(Stored items)
########################################
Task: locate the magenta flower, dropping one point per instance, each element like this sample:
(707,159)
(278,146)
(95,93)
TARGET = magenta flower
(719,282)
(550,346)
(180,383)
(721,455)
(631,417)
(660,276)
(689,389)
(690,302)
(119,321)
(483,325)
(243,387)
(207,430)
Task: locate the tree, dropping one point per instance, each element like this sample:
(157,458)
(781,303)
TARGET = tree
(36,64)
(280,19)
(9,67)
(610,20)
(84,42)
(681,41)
########################################
### [Problem to work on]
Write out all of the records above again, copying every line character for character.

### [Exercise result]
Task: locate the magenta flower, dropping one point per instance, each element like this sample:
(707,159)
(278,146)
(95,93)
TARGET = magenta flower
(719,282)
(550,346)
(180,383)
(721,455)
(631,417)
(660,276)
(689,389)
(690,302)
(119,321)
(483,325)
(243,387)
(207,430)
Task: locate the tree, dropping one point per instance, each element like this sample:
(157,458)
(781,303)
TARGET = tree
(36,64)
(280,19)
(9,67)
(610,20)
(84,42)
(681,41)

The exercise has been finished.